There have been several posts on this blog about the way in which a civil judge assesses the reliability of witnesses.  A further example can be seen in the judgement of Stephen Smith Q.C., sitting as a High Court judge,  in Freemont (Denbigh) Ltd -v- Knight Frank LLP [2014] EWHC 3347 (Ch).  The judge accepted the evidence of witnesses called by the defendant in the face of documentary evidence provided by the claimant.


The judge was deciding a number of preliminary issues in relation to whether the claimant was able to rely on a valuation provided by the defendant. This involved deciding the terms of the retainer and whether a duty of care was owed.

This required the judge to decide between the evidence of various witnesses, in particular between attendance notes prepared by a solicitor for the claimant and witnesses called by the defendant. The defendant’s case was that the file notes were concocted.


The judge did not shrink from addressing the issues head on.  Further he referred, as several other judges have explicitly in their judgments, to the “Bingham” guidance.

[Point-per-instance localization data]

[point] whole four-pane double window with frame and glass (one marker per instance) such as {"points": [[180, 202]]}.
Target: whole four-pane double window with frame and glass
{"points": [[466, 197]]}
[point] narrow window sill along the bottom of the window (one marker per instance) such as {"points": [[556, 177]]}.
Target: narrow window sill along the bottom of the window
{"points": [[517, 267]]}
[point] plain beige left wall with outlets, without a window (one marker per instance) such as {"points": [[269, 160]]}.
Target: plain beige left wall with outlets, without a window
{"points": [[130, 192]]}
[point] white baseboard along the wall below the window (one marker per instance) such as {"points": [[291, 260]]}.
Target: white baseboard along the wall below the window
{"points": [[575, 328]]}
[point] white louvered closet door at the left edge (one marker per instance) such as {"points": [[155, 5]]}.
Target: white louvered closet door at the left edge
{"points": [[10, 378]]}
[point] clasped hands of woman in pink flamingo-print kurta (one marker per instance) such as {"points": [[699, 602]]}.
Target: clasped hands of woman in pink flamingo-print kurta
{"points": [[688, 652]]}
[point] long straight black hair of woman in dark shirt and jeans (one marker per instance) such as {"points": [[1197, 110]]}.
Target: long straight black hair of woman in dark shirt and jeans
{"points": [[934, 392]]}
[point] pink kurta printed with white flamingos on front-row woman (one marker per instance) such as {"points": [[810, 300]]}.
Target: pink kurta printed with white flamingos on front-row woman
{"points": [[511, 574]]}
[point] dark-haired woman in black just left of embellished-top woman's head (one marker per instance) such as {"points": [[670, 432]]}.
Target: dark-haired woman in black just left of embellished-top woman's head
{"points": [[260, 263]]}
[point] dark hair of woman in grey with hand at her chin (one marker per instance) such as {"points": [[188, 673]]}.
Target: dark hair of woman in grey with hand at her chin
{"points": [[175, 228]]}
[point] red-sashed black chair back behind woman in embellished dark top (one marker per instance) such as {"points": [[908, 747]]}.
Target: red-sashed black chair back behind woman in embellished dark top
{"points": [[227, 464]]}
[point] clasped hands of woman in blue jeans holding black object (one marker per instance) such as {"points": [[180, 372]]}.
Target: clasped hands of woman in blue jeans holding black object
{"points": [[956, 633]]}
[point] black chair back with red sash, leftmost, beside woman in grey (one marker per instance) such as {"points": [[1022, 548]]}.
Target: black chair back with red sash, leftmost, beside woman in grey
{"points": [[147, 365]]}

==

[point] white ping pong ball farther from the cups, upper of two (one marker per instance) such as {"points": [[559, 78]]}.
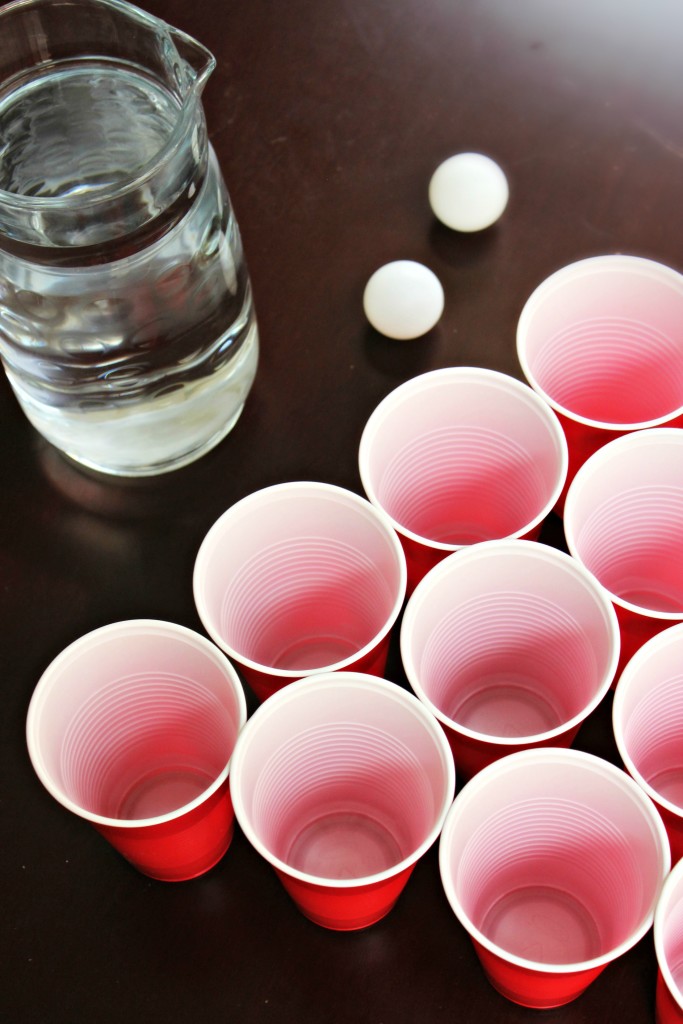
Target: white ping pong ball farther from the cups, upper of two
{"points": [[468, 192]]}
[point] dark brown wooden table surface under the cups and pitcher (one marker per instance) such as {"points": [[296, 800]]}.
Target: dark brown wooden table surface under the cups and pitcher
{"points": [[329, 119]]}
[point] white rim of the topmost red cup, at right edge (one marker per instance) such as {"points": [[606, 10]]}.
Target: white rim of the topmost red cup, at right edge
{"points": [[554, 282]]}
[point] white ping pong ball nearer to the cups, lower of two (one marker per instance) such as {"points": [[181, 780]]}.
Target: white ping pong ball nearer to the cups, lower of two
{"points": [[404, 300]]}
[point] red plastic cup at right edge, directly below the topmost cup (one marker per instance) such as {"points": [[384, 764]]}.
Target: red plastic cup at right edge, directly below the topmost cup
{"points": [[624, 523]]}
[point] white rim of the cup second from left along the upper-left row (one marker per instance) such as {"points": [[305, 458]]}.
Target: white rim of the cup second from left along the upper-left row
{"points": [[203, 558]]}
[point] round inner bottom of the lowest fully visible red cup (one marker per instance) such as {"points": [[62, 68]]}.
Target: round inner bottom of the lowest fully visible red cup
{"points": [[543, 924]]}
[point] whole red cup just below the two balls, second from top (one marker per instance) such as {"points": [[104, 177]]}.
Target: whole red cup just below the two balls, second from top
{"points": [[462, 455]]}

Problems to work on:
A: Condense the paragraph of the blog excerpt that begins "This required the judge to decide" into a shorter version that keeps its main facts.
B: Using the blog excerpt, state whether each statement agrees with it, answering yes or no and quoting the deciding words: (i) The judge was sitting as a High Court judge. (ii) The judge preferred the claimant's documentary evidence to the defendant's witnesses. (iii) The attendance notes were prepared by a solicitor for the defendant.
C: Output the stretch of the blog excerpt from "There have been" through "care was owed.".

Outputs in order:
A: The judge had to choose between conflicting evidence, chiefly a claimant solicitor's attendance notes versus witnesses called by the defendant, who argued the file notes were concocted.

B:
(i) Yes: "Stephen Smith Q.C., sitting as a High Court judge"
(ii) No: "The judge accepted the evidence of witnesses called by the defendant in the face of documentary evidence provided by the claimant."
(iii) No: "attendance notes prepared by a solicitor for the claimant"

C:
There have been several posts on this blog about the way in which a civil judge assesses the reliability of witnesses.  A further example can be seen in the judgement of Stephen Smith Q.C., sitting as a High Court judge,  in Freemont (Denbigh) Ltd -v- Knight Frank LLP [2014] EWHC 3347 (Ch).  The judge accepted the evidence of witnesses called by the defendant in the face of documentary evidence provided by the claimant.


The judge was deciding a number of preliminary issues in relation to whether the claimant was able to rely on a valuation provided by the defendant. This involved deciding the terms of the retainer and whether a duty of care was owed.